====== PASSAGE GIVEN ======

Sims has run multiple research projects to test different technologies for fish farms, which he called the Velella Projects. Fishermen in Hawaii learned that the Velella’s floating fish pens were a boon for the local fishing industry.
The Velella fish cages attracted tuna, mahi-mahi, and marlin. The next one (Velella Project Epsilon) will be deployed off the coast of Sarasota, Florida in 2020.
These farms have used a species known locally as Kahala– a fish that was thrown back if caught in the wild– and raised them into tasty Kampachi.
Lockheed Martin supported the early research. Some of the Lockheed engineers launched Forever Oceans to continue to revolutionize mariculture.
Macro-algae (aka seaweed) cultivation has huge potential to provide feed for fish and animals because it doesn’t require land, fresh water, or fertilizer, unlike crops grown on land. Seaweed farms can absorb the excess nutrients in the water that cause dead zones and pull carbon dioxide out of the water. Ocean acidification has a catastrophic impact on ocean ecosystems.
“Off-shore macro-algae culture is the only way that we can harness entrepreneurial incentive (the profit motive) to counter ocean acidification,” Sims says. “If someone else has to pay for it, it’s not scalable.”

====== SUPPLIED INFORMATION ======

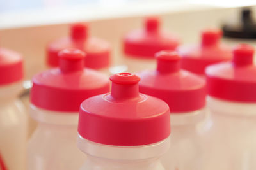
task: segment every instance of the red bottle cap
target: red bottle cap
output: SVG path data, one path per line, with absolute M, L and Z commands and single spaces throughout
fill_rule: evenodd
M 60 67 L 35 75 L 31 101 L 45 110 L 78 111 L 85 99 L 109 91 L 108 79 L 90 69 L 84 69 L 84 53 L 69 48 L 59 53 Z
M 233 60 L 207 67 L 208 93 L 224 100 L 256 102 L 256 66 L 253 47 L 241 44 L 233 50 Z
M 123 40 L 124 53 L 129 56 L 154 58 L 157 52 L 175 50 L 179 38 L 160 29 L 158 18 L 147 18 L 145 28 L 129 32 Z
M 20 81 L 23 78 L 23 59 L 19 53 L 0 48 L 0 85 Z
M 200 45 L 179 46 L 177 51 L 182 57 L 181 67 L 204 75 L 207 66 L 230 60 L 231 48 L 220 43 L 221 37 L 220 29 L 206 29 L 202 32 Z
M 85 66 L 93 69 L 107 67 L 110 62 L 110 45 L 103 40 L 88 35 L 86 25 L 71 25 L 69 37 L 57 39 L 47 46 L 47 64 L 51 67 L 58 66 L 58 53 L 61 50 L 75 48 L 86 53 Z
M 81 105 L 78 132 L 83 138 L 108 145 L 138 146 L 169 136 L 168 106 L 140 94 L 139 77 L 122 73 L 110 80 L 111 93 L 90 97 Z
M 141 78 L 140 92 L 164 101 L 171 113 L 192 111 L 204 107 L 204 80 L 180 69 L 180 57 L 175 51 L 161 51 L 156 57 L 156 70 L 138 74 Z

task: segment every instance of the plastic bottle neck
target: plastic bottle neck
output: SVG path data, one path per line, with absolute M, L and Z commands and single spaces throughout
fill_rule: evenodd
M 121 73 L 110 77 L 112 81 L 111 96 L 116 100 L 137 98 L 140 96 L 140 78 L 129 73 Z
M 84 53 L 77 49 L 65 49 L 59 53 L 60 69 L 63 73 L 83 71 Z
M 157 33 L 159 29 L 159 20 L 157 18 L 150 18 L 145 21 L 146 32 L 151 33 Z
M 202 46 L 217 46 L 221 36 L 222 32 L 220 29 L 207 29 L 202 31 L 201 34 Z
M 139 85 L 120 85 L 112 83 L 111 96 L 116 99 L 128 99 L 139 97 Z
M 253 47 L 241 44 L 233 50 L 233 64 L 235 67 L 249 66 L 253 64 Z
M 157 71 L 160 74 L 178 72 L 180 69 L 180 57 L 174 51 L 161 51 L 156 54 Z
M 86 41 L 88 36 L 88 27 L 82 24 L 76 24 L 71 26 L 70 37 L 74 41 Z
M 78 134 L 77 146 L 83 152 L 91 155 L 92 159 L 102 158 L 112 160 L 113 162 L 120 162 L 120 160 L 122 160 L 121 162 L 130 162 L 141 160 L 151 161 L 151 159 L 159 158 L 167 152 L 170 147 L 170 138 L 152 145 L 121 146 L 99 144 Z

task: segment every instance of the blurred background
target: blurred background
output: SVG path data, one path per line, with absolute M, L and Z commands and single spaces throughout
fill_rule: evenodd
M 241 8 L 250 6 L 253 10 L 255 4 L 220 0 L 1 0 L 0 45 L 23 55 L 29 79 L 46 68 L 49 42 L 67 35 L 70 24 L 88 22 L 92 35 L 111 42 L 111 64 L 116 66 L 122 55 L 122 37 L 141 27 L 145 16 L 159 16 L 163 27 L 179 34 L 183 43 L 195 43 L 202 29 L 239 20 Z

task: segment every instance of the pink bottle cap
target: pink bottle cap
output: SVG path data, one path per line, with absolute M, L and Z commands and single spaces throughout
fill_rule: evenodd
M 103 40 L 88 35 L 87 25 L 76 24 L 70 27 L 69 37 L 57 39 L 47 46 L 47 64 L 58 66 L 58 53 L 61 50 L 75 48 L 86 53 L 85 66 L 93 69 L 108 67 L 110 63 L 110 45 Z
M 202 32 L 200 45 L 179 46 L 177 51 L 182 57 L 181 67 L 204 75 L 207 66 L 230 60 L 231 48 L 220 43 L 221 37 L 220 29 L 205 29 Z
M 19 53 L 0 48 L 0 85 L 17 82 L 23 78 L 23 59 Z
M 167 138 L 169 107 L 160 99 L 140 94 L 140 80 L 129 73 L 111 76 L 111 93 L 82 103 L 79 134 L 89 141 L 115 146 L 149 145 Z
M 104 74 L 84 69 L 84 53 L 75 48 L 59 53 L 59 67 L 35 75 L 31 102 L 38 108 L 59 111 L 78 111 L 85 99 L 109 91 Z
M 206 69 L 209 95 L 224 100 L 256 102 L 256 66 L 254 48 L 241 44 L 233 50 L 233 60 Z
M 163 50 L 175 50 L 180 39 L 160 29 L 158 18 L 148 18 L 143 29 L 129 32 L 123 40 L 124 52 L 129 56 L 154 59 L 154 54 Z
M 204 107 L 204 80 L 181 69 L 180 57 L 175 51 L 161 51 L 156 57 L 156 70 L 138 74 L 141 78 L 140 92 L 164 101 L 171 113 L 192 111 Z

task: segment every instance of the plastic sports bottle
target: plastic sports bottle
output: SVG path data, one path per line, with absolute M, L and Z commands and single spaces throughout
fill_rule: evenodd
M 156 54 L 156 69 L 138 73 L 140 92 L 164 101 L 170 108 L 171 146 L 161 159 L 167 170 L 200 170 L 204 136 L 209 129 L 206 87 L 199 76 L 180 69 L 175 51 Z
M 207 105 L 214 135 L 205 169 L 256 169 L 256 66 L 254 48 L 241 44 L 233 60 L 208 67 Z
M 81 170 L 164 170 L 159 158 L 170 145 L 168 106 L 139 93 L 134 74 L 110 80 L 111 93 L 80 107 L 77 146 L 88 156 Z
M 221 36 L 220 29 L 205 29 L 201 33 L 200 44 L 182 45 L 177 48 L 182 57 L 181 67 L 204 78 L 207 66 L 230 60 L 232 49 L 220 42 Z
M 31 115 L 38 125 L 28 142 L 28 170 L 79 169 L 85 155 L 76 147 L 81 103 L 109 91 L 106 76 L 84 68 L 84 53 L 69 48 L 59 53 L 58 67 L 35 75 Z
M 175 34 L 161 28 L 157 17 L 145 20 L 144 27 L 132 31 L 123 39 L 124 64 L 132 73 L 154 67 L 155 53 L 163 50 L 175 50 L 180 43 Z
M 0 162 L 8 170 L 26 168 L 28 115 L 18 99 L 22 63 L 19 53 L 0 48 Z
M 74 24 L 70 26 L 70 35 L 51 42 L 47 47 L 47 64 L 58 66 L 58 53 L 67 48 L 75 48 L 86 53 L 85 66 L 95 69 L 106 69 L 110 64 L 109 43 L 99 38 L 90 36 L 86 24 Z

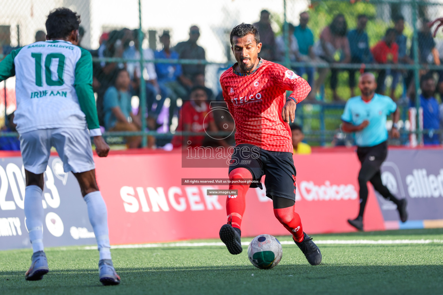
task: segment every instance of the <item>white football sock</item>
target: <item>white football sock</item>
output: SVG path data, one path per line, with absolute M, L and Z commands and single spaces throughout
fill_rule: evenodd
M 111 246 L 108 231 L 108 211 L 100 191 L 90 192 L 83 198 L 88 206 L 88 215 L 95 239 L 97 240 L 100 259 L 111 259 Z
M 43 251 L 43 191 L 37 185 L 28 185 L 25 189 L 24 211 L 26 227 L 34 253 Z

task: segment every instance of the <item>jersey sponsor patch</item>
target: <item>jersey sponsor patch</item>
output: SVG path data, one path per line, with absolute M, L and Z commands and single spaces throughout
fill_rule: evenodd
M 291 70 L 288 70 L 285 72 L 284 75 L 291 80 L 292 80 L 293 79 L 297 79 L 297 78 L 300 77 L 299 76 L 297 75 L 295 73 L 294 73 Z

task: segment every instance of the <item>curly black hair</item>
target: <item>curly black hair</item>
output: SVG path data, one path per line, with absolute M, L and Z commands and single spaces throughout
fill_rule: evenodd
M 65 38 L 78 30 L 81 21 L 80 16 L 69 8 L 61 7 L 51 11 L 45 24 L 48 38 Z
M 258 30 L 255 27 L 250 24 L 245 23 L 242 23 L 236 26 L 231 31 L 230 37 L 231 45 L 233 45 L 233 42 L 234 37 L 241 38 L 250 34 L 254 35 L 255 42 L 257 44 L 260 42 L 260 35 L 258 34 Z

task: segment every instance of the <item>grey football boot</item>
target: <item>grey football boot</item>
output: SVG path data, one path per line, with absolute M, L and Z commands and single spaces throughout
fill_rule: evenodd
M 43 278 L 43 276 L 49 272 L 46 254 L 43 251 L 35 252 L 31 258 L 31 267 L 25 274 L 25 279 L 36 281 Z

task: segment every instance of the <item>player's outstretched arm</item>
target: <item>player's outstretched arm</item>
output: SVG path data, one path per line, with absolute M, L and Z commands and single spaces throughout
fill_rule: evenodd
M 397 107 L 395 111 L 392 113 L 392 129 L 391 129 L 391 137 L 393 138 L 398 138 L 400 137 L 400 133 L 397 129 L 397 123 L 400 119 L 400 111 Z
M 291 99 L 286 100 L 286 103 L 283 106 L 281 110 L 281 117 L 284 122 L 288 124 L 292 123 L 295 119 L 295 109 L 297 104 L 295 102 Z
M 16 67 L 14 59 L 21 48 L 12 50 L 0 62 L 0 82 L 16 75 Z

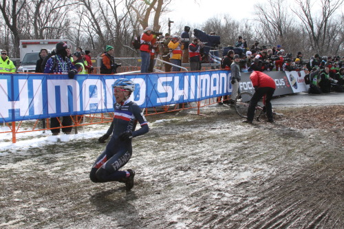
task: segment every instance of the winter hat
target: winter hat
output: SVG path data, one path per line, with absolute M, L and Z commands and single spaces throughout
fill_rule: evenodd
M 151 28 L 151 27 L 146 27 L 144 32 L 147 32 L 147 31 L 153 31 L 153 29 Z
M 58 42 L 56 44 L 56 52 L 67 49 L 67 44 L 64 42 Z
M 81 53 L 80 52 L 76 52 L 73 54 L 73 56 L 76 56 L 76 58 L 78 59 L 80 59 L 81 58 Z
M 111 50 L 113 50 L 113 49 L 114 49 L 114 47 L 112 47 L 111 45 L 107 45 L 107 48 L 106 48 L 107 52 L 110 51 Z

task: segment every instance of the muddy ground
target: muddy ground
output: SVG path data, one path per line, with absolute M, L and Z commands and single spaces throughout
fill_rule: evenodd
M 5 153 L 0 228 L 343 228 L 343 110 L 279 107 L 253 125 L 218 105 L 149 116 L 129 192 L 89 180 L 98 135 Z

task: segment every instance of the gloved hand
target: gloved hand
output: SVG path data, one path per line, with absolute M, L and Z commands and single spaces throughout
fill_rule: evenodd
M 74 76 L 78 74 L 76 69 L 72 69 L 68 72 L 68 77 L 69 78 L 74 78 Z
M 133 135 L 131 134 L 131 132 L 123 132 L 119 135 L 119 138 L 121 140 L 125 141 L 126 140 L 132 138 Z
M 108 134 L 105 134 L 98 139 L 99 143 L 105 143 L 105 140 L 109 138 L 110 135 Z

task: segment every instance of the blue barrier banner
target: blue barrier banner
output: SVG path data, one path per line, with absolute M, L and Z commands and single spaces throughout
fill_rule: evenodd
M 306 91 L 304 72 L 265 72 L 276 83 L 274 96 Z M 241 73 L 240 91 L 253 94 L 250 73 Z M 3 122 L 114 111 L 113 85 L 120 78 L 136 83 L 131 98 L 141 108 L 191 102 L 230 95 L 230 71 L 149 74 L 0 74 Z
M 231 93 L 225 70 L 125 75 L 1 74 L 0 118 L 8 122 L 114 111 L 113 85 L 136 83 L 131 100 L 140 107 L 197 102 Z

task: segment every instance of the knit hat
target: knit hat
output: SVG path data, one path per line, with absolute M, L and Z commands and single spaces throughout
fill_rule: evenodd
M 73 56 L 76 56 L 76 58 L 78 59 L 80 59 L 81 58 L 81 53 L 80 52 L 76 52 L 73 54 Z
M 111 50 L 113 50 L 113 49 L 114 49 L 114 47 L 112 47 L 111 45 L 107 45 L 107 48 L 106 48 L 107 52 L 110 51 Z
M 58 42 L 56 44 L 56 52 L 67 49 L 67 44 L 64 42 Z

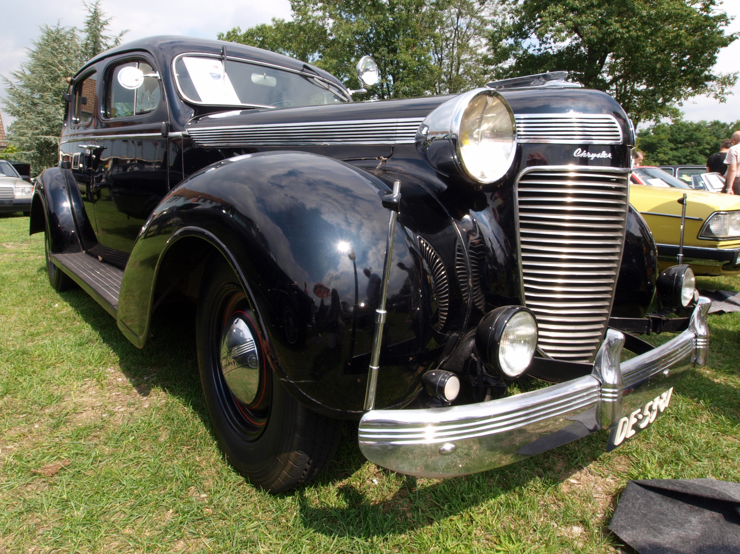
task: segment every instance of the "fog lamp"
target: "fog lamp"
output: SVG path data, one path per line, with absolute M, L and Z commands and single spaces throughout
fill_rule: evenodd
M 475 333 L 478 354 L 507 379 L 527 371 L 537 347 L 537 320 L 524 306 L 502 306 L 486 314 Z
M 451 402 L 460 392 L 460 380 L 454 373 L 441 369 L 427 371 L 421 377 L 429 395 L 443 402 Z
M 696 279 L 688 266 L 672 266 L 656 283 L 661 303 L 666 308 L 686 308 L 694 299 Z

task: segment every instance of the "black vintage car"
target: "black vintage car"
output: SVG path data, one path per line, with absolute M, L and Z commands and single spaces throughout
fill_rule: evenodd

======

_PROBLEMS TO WORK ON_:
**A)** Using the passage on fish farms, answer these:
(i) Which fish did the Velella fish cages attract?
(ii) Where and when will Velella Project Epsilon be deployed?
(iii) Which company supported the early research?
**B)** Return the lines of the records exactly, from the start of the records up to and including the line with "M 78 134 L 77". Leave the pictures out.

_ANSWERS GIVEN_:
**A)**
(i) Tuna, mahi-mahi, and marlin.
(ii) Off the coast of Sarasota, Florida, in 2020.
(iii) Lockheed Martin.

**B)**
task: segment every instance of the red bottle cap
target: red bottle cap
output: SVG path data, one path per line, with absolute M, L and Z commands and single spaces throughout
fill_rule: evenodd
M 60 67 L 35 75 L 31 101 L 45 110 L 78 111 L 85 99 L 109 91 L 108 79 L 90 69 L 84 69 L 84 53 L 69 48 L 59 53 Z
M 233 60 L 207 67 L 208 93 L 224 100 L 256 102 L 256 66 L 253 47 L 241 44 L 233 50 Z
M 123 40 L 124 53 L 129 56 L 154 58 L 157 52 L 175 50 L 179 38 L 160 29 L 158 18 L 147 18 L 145 28 L 129 32 Z
M 20 81 L 23 78 L 23 59 L 19 53 L 0 48 L 0 85 Z
M 200 45 L 179 46 L 177 51 L 182 57 L 181 67 L 204 75 L 207 66 L 230 60 L 231 48 L 220 43 L 221 37 L 220 29 L 206 29 L 202 32 Z
M 85 66 L 93 69 L 107 67 L 110 62 L 110 45 L 103 40 L 88 35 L 86 25 L 71 25 L 69 37 L 57 39 L 47 46 L 47 64 L 51 67 L 58 66 L 58 53 L 61 50 L 75 48 L 86 53 Z
M 81 105 L 78 132 L 83 138 L 108 145 L 138 146 L 169 136 L 168 106 L 140 94 L 139 77 L 122 73 L 110 80 L 111 93 L 90 97 Z
M 141 78 L 140 92 L 164 101 L 171 113 L 192 111 L 204 107 L 204 80 L 180 69 L 180 57 L 175 51 L 161 51 L 156 57 L 156 70 L 138 74 Z

task: segment every instance of the plastic bottle neck
target: plastic bottle neck
output: SVG path data, one path per line, with absolute M, L and Z commands and single spaces throughout
fill_rule: evenodd
M 121 73 L 110 77 L 112 81 L 111 96 L 116 100 L 137 98 L 140 96 L 140 78 L 129 73 Z
M 84 53 L 77 49 L 65 49 L 59 53 L 60 69 L 63 73 L 83 71 Z
M 157 33 L 159 29 L 159 20 L 157 18 L 150 18 L 145 21 L 146 32 L 151 33 Z
M 202 46 L 217 46 L 221 36 L 222 32 L 220 29 L 207 29 L 202 31 L 201 34 Z
M 139 85 L 120 85 L 112 83 L 111 96 L 116 99 L 128 99 L 139 97 Z
M 253 47 L 241 44 L 233 50 L 233 64 L 235 67 L 249 66 L 253 64 Z
M 157 71 L 160 74 L 178 72 L 180 69 L 180 57 L 174 51 L 161 51 L 156 54 Z
M 86 41 L 88 36 L 88 27 L 82 24 L 76 24 L 71 26 L 70 37 L 74 41 Z
M 78 134 L 77 146 L 83 152 L 91 155 L 92 159 L 102 158 L 112 160 L 113 162 L 120 162 L 120 160 L 122 160 L 121 162 L 130 162 L 141 160 L 151 161 L 151 159 L 159 158 L 167 152 L 170 147 L 170 138 L 152 145 L 121 146 L 99 144 Z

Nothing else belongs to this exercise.